## Work instructions
Copy the data that follows exactly. Include no pictures.

## Supplied information
• • • • • • •

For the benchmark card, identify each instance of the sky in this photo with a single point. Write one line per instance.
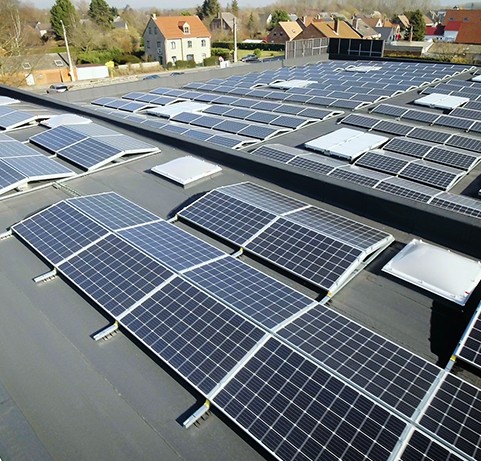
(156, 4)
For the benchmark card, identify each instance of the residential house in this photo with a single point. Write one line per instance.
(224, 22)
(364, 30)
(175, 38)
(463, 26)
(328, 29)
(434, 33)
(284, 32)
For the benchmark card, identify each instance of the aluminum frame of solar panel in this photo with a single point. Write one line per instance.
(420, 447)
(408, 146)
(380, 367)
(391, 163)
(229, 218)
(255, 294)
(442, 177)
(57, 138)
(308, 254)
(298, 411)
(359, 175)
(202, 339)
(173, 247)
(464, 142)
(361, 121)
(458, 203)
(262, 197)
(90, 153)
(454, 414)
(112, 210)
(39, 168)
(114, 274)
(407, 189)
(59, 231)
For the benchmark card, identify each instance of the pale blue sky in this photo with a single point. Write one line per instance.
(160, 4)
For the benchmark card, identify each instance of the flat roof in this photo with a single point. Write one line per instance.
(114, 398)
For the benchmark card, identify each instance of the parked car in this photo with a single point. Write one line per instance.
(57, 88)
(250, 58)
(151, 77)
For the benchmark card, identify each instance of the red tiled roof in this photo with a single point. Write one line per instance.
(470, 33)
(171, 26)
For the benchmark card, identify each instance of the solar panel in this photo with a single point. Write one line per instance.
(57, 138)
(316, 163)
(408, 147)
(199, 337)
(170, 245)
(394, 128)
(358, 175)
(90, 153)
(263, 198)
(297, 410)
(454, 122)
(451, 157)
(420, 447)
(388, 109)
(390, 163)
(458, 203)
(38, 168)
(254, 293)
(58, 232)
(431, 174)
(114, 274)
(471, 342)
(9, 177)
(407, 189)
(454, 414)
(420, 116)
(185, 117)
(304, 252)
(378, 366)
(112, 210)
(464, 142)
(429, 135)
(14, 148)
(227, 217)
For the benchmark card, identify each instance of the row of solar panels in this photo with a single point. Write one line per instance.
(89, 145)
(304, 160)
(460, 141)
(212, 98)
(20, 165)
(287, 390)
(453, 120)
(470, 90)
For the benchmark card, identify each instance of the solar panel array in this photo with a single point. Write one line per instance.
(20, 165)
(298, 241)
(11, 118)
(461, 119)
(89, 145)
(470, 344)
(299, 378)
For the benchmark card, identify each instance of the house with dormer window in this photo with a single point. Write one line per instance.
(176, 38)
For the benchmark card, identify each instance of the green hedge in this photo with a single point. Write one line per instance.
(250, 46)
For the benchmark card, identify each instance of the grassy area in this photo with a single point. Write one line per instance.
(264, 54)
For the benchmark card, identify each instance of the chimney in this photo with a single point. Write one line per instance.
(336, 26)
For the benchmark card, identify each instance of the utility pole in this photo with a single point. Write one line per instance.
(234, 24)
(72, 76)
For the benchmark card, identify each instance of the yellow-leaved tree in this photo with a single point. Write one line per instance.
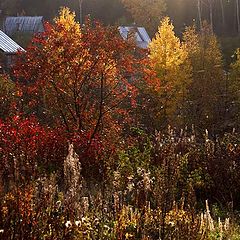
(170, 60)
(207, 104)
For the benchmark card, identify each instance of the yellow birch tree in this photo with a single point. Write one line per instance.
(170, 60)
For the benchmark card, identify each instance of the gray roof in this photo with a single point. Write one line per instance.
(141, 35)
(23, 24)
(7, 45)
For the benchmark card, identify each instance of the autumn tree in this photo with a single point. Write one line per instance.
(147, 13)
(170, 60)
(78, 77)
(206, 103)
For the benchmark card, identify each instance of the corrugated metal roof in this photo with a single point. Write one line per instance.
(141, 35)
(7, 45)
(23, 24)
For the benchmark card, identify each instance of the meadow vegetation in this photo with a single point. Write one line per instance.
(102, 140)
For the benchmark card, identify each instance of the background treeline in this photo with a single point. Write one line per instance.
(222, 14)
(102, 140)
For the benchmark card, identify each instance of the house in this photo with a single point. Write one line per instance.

• • • • • • •

## Output of the exercise
For the benchmark card, identify each instance of the sky in this photo with a single point. Write one line per instance.
(156, 4)
For the benchmark card, identify each instance of the residential house in this photo with a single point. Write one line per instance.
(224, 22)
(364, 30)
(175, 38)
(463, 26)
(328, 29)
(434, 33)
(284, 32)
For the benchmark card, identify each instance of the aluminum frame of solar panel in this photo with a single point. Write one line per instance.
(420, 447)
(408, 146)
(380, 367)
(391, 163)
(229, 218)
(255, 294)
(442, 177)
(57, 138)
(308, 254)
(298, 411)
(359, 175)
(202, 339)
(173, 247)
(464, 142)
(361, 121)
(458, 203)
(262, 197)
(90, 153)
(454, 414)
(112, 210)
(39, 168)
(114, 274)
(407, 189)
(59, 231)
For the benchmark card, identify each instance of the pale blue sky in this photo with a single point. Write one line per instance.
(160, 4)
For the benchmark card, identify each instance of the flat roof in this photo with a single point. Write one line per instance.
(114, 398)
For the benchmark card, identify each instance of the parked car in this photo with a single point. Write one line per instance.
(57, 88)
(250, 58)
(151, 77)
For the benchmark card, identify each instance of the red tiled roof in this photo with a single point. Write one line per instance.
(470, 33)
(171, 26)
For the benchmark card, identify each instance of the solar panel in this photo with a single point. Write one line per instance.
(57, 138)
(316, 163)
(408, 147)
(199, 337)
(170, 245)
(394, 128)
(358, 175)
(90, 153)
(263, 198)
(297, 410)
(454, 122)
(451, 157)
(420, 447)
(388, 109)
(390, 163)
(458, 203)
(38, 168)
(254, 293)
(58, 232)
(431, 174)
(114, 274)
(471, 342)
(9, 177)
(407, 189)
(454, 414)
(420, 116)
(185, 117)
(304, 252)
(378, 366)
(112, 210)
(464, 142)
(429, 135)
(14, 148)
(227, 217)
For the benchmark card, identify each instance of the row of solar panels in this photo with a single point. Write one line per instance.
(89, 145)
(304, 160)
(460, 141)
(212, 98)
(20, 165)
(287, 390)
(453, 120)
(470, 90)
For the benchmark card, identify each instance of the solar panel array in this photo with a single point. Write one line per instance.
(20, 165)
(298, 241)
(11, 118)
(461, 119)
(89, 145)
(470, 344)
(299, 378)
For the benchmark card, identify each instance of the house with dormer window in this photo with a single point. Write one line per instance.
(176, 38)
For the benchmark card, identify each instance of the green hedge in this photo with a single point. Write one line per instance.
(250, 46)
For the benchmark card, identify each instance of the grassy area in this photo with a single point. Write one line per instance.
(264, 54)
For the benchmark card, identify each instance of the chimney in this photo with a single point. Write one line per instance.
(336, 26)
For the benchmark card, identify each instance of the utility pole in this photo with a single point. Write one line per instance.
(234, 24)
(72, 76)
For the benchmark card, identify each instance of the yellow-leaved tree in this photo with a single point. Write one line per instance.
(170, 60)
(207, 104)
For the benchmark card, identify each instance of the yellow birch tree in this photo with a single point. Write one line per instance.
(170, 60)
For the benchmark card, identify each instance of the gray roof in this photo with a single point. Write one line per instance.
(141, 35)
(23, 24)
(7, 45)
For the benchmark card, identify each instance of the autumn tree in this photo with a single point. Write one line per instance.
(147, 13)
(170, 60)
(78, 77)
(206, 103)
For the benchmark card, identify each instance of the corrugated metal roof in this photo with a single point. Write one line per instance.
(141, 35)
(7, 45)
(23, 24)
For the benchmark card, identify each instance of the meadow vegetation in this photo with a single point. Write one line per instance.
(102, 140)
For the benchmark card, identify each instance of the background treeline in this photo with a single point. Write one line per instance.
(222, 14)
(102, 140)
For the benchmark card, identify each instance of the house in this photo with a single point. Write one line per instance.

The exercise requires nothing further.